(Data records)
· · · · · · ·

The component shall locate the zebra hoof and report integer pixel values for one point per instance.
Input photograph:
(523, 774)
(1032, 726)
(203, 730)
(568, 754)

· · · · · · ·

EXERCISE REQUIREMENTS - All the records above need to be set down again exactly as they were given.

OUTPUT FOR THIS EXERCISE -
The component shall locate the zebra hoof and report integer pixel values for one point per instance.
Input photograph:
(523, 774)
(1032, 726)
(203, 730)
(568, 754)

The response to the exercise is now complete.